-- DATA RECORDS follows --

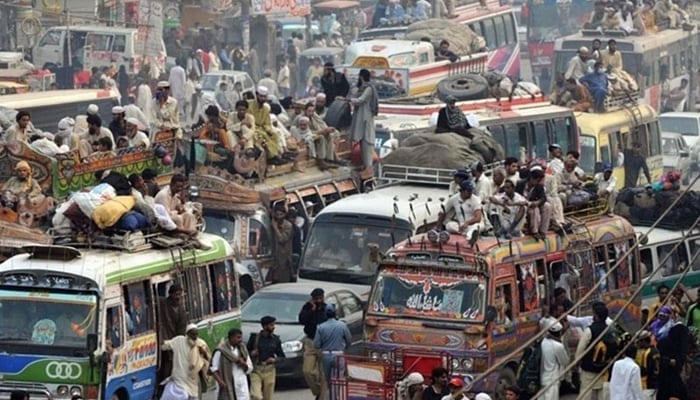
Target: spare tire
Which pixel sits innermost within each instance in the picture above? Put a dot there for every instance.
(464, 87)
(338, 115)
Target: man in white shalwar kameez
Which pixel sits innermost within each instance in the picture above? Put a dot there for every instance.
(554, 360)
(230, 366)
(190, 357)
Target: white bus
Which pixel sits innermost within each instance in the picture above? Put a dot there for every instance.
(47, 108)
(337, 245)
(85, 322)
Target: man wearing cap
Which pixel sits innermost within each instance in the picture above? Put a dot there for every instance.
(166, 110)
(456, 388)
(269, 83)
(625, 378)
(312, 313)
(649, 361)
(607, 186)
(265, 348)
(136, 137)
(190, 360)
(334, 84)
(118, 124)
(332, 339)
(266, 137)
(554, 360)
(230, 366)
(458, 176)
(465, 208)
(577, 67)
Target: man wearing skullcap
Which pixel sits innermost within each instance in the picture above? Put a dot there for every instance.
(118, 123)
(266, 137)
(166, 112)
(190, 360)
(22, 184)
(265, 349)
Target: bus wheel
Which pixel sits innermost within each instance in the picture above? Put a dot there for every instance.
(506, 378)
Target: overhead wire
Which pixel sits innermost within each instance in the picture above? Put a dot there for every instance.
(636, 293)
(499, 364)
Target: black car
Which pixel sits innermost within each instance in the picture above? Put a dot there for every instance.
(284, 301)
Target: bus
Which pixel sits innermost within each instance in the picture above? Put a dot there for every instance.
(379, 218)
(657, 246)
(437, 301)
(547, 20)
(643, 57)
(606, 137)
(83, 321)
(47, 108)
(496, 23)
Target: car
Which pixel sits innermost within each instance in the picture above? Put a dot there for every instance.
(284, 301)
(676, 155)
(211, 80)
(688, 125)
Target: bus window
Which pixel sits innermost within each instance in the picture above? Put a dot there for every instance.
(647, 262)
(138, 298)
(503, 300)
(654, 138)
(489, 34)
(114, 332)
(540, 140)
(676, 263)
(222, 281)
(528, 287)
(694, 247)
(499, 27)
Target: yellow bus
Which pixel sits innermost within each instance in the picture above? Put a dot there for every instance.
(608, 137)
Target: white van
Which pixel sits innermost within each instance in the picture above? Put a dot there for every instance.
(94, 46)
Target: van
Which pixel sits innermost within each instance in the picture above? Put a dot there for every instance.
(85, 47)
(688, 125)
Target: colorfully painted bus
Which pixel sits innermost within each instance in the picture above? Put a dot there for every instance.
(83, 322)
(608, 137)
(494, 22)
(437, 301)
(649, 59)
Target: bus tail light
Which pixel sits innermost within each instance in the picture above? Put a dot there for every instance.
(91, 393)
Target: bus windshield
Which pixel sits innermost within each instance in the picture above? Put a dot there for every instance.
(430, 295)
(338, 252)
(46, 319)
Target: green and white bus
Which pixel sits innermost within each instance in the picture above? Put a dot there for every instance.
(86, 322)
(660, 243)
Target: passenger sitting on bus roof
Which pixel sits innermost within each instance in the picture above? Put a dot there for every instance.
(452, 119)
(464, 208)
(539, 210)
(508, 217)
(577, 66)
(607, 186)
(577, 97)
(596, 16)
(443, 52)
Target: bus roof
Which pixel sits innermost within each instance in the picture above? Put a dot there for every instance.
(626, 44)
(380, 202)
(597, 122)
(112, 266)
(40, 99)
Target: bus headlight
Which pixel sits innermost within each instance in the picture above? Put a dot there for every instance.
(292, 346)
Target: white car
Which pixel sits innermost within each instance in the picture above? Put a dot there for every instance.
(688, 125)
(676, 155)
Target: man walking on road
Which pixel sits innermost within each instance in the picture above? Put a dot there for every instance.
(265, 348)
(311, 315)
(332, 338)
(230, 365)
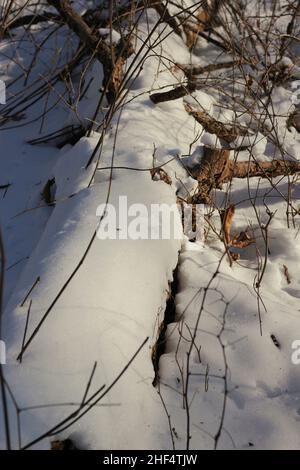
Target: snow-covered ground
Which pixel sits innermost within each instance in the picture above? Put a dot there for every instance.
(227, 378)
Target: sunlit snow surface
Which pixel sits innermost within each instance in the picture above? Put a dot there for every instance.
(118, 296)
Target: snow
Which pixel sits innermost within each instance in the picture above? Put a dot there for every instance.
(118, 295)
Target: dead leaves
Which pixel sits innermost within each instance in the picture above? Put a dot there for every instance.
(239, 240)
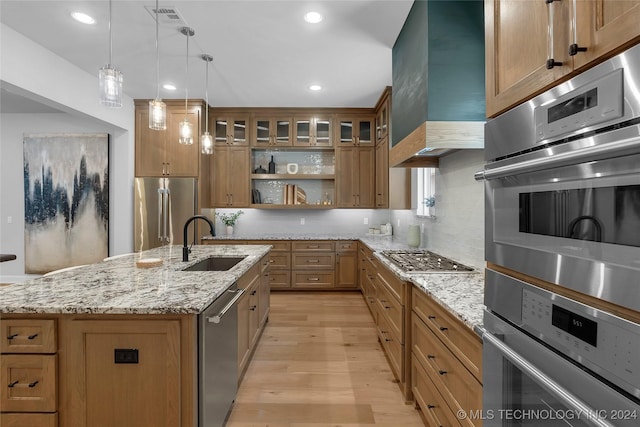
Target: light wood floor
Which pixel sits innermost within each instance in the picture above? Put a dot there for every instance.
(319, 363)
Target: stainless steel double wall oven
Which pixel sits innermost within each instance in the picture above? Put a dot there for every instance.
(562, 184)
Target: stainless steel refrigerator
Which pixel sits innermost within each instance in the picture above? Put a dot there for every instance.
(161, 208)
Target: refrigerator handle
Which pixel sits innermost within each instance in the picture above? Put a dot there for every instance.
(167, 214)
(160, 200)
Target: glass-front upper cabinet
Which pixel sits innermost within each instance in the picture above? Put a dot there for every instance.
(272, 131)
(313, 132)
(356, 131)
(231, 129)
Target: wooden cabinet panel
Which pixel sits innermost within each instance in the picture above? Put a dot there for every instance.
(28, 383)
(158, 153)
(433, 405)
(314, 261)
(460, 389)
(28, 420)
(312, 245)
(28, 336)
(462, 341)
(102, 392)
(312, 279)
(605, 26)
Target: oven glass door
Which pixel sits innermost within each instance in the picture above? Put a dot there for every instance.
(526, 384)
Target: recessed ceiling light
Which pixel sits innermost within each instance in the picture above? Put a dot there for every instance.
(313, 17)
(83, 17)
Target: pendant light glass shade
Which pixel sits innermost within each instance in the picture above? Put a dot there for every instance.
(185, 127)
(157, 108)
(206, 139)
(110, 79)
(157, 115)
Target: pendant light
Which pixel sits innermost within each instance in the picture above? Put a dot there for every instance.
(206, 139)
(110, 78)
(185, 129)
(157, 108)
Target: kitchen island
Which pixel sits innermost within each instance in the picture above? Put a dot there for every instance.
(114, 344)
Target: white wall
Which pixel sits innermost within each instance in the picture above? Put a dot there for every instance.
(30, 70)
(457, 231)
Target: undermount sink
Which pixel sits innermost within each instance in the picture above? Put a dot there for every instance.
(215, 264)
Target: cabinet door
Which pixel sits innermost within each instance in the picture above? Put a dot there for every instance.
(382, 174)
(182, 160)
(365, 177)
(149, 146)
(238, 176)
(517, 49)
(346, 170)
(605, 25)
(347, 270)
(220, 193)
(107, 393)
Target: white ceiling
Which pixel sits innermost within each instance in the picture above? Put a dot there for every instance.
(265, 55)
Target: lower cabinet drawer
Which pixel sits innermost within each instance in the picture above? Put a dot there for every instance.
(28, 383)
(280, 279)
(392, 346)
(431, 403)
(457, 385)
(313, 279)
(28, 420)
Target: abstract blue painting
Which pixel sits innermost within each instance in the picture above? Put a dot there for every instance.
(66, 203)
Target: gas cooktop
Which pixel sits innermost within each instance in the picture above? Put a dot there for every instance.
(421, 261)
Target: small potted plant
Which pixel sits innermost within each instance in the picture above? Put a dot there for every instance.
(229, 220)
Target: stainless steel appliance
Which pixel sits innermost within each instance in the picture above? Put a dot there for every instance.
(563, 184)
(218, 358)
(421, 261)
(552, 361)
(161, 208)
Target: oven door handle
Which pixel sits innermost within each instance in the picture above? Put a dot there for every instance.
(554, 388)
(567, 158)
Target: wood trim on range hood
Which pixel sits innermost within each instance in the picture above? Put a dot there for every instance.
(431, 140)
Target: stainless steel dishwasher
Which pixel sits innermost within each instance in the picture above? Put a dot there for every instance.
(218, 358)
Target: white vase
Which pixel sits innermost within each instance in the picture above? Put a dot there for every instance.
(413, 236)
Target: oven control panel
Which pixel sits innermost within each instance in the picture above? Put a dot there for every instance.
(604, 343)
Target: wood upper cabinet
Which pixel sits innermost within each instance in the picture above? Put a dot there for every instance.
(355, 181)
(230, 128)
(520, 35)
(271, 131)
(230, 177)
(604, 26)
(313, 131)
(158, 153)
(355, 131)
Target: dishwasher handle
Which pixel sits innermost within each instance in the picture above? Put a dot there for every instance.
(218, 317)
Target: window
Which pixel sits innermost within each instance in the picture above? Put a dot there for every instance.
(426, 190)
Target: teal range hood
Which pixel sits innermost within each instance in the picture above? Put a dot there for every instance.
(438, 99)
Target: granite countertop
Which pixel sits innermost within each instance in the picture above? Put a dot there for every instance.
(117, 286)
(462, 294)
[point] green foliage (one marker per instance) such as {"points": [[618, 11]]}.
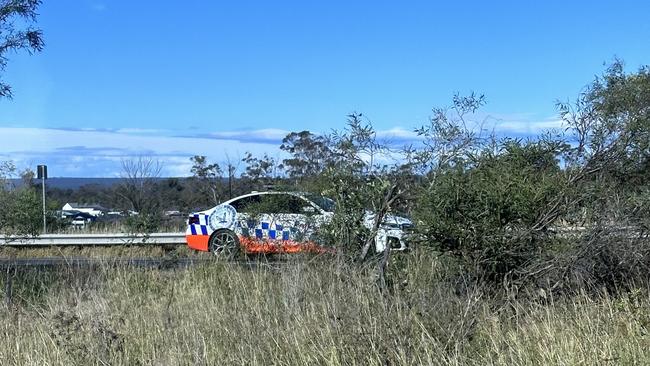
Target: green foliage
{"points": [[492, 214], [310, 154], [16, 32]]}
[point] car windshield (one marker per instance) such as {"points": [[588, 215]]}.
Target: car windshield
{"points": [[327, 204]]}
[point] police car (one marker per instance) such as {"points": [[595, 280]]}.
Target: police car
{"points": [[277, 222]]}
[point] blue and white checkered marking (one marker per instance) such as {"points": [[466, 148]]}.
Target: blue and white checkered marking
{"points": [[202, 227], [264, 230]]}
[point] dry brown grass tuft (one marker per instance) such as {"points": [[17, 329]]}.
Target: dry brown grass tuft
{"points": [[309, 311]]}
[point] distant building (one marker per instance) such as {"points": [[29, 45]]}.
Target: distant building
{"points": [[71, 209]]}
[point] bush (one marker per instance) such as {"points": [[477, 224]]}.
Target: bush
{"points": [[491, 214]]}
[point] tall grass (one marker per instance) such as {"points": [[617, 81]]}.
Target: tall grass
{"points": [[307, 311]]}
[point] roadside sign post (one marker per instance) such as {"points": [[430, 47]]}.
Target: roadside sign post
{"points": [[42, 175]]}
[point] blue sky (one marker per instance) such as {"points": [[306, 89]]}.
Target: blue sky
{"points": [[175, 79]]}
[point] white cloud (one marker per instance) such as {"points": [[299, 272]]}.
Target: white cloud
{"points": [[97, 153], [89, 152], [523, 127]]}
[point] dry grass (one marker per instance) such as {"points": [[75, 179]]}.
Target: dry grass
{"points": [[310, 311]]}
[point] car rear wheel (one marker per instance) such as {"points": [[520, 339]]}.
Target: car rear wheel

-- DATA RECORDS concluded --

◆ TASK PROMPT ◆
From the records above, copy only the lines running from the line holding "Target: green and white bus" through the line holding "Target: snow-covered ground", with no pictures.

◆ EXERCISE ANSWER ◆
Target: green and white bus
Which pixel sits innermost within each instance in the picture above? Put a dot there for every instance.
(86, 322)
(660, 243)
Target: passenger sitting on bus roof
Which pixel sits innermost within each instance in the picture above? Put a dot there for every instance.
(452, 119)
(464, 208)
(539, 210)
(508, 217)
(577, 66)
(607, 186)
(577, 97)
(596, 16)
(443, 52)
Target: bus roof
Which pixel sits innermost within each instance in the picture above? Put a dot there for every instance.
(626, 44)
(380, 202)
(597, 122)
(112, 266)
(40, 99)
Target: bus headlight
Which pixel sits innermost within each instance in the picture above? Put a dot there for every instance.
(292, 346)
Target: white car
Which pixel sits innermost within each instance in the picture above? Put a dot there for every instance.
(688, 125)
(676, 155)
Target: man walking on road
Which pixel sits innermost within each instance in the picture above? Put a dot there for every instance.
(265, 348)
(311, 315)
(332, 338)
(230, 365)
Target: snow-covered ground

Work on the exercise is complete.